### Aim of the task
Set down every record below exactly as it appears, but without the pictures.

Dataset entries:
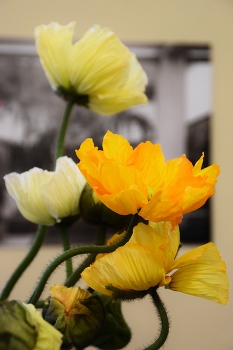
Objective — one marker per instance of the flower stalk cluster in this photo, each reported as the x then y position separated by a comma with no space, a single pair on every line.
135,191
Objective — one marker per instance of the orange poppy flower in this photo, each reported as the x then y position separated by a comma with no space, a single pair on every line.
139,180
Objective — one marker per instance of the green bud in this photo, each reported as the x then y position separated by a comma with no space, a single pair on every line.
93,211
76,313
23,328
115,333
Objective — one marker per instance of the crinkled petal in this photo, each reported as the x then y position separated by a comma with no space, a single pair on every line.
61,194
25,189
53,43
201,272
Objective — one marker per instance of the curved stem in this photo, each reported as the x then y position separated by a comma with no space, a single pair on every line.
62,131
164,321
75,276
66,246
95,249
25,262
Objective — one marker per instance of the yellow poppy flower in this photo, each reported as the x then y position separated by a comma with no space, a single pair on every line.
46,197
97,71
147,259
139,180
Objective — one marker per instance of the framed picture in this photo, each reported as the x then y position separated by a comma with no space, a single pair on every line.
30,115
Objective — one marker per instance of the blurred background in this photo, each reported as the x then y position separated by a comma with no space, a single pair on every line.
186,48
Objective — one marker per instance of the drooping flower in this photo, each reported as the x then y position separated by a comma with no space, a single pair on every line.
22,327
46,197
139,180
148,259
97,71
76,313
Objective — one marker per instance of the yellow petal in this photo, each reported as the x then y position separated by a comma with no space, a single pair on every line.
201,272
53,43
160,191
61,194
68,296
25,188
98,67
116,147
131,267
138,265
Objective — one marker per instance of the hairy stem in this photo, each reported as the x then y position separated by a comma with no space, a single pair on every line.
95,249
164,321
66,246
75,276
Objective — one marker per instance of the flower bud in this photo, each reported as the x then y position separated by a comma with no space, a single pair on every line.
115,333
76,313
22,327
93,211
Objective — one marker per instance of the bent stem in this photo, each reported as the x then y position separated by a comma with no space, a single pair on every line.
75,276
66,246
164,321
95,249
62,131
24,263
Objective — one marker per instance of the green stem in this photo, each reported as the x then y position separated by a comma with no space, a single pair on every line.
95,249
24,263
62,131
76,275
66,246
164,321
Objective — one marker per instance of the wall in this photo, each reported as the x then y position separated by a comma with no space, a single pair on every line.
196,324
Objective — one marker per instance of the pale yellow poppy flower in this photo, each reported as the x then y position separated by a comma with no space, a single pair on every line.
97,71
46,197
130,181
148,260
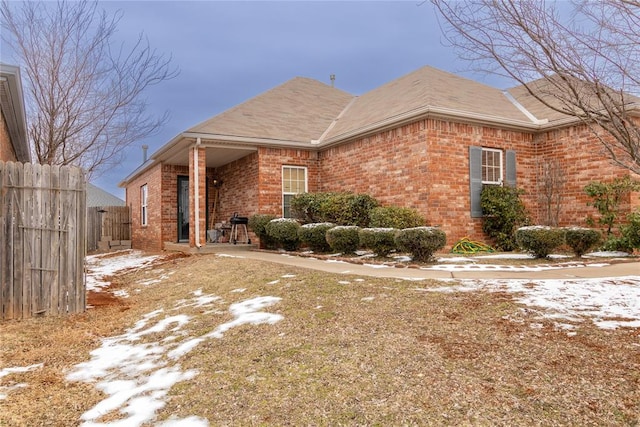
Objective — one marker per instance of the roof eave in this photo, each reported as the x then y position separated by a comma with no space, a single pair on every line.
435,112
17,116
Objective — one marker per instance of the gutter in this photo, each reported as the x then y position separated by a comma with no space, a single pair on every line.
429,111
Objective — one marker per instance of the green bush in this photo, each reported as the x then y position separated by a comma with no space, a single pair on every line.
581,239
257,223
421,242
343,238
607,198
337,208
314,235
284,231
503,212
631,231
396,217
379,240
629,238
306,207
348,209
539,240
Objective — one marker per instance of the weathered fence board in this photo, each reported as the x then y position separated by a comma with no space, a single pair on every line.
43,235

### Expected output
Objective — one marker per instance of the flower stalk cluster in this photo, each reported as the x then y position separated by a comma with no space, a single pair on every line.
135,191
Objective — one marker per instance of the orange poppy flower in this photo, each reported as the x then y position separated by a comma with no space, a single pair on every line.
139,180
Objective — one marker per instance of the green bud in this photo, each reported as the x then y position separated by a comma with no space, a single pair on every line.
93,211
76,313
23,328
115,333
Objective — one marker per instance of the crinkled petal in this photo, each reported as the x then y position separated by a comma with no space, a single pair on every line.
61,194
25,189
53,43
201,272
Objective — one marker per instance of the curved stem in this photo, each reported as the x then y position separated by a comma with no space, a single pair on every line.
62,131
164,321
75,276
66,246
95,249
25,262
Objective — one marker per instance of the yellow poppy flower in this photo, each reported as the x then y position separated by a comma with no space, a single pair on every line.
46,197
97,71
147,259
139,180
Objective — one marker per instance of the framed picture in this photo, each reported as the x then y position separated by a comma with no space, a single pair on every line.
30,115
Objective — one marker per instance of the blurred background in this photo, each reported as the x then y position separated by a comma with no space, a single pair on every line.
186,48
Objective — one marker per instance of the drooping flower in this photo, each reported as the x then y position separated by a comma with no space, a single pair on every line.
22,327
46,197
139,180
148,259
97,71
76,313
Objective — one marker per instance of the yellow petal in this photo, each reported as the x then y position separated by a comma with no space, a single pair on every line.
201,272
53,43
160,191
61,194
68,296
25,188
98,67
116,147
131,267
138,265
Objective — one marker per instance of the hairy stem in this photo, each reported as the x then y position separated by a comma with no space, a single pair on every line.
95,249
164,321
66,246
75,276
Objective — one marker per instance of the flower bud in this photo, each reported as the x then y position separated by a comma with no space, a single pair on every line.
115,333
76,313
22,327
93,211
Objective — one marker per instance of the bent stem in this photo, each reported as the x then y position separated by a comma with no space, a single pair on every line.
75,276
66,246
164,321
95,249
62,131
24,263
Objective — one marker per instance of the green stem in this photo, each reported as the x then y position separated by a comma with no space, a single pair on every line.
95,249
24,263
62,131
76,275
66,246
164,321
Objective — one marker per instance of the wall in this photo, each reported as the x then y position separated by a comma with no space, a single pair on every line.
196,324
Objective — one marker per instance of the pale yellow poppy flower in this photo, each reported as the x then y position separated by a comma with no space, a single pair on every line.
97,71
46,197
130,181
148,260
Objective — one marker per instance of the roof eave in this photo, each reported as the x then y position separated by a comma with no space, a single pair on every line.
435,112
17,116
Objective — one marker per instance of the gutter in this photo, each reported as the x then y position separated by a comma with no space, a single pair on every line.
429,111
Objective — one marker per instance of the green bush in this photo, each reported as the x then y position separated by a comma with no space, a single pair on every line.
581,239
257,223
421,242
343,238
607,198
337,208
314,235
284,231
503,212
631,231
396,217
379,240
629,238
306,207
348,209
539,240
Objective — one marker per instance of the weathered fence board in this photo, each reported as the x then y position separated by a comma with no space, a single pair on every line.
43,235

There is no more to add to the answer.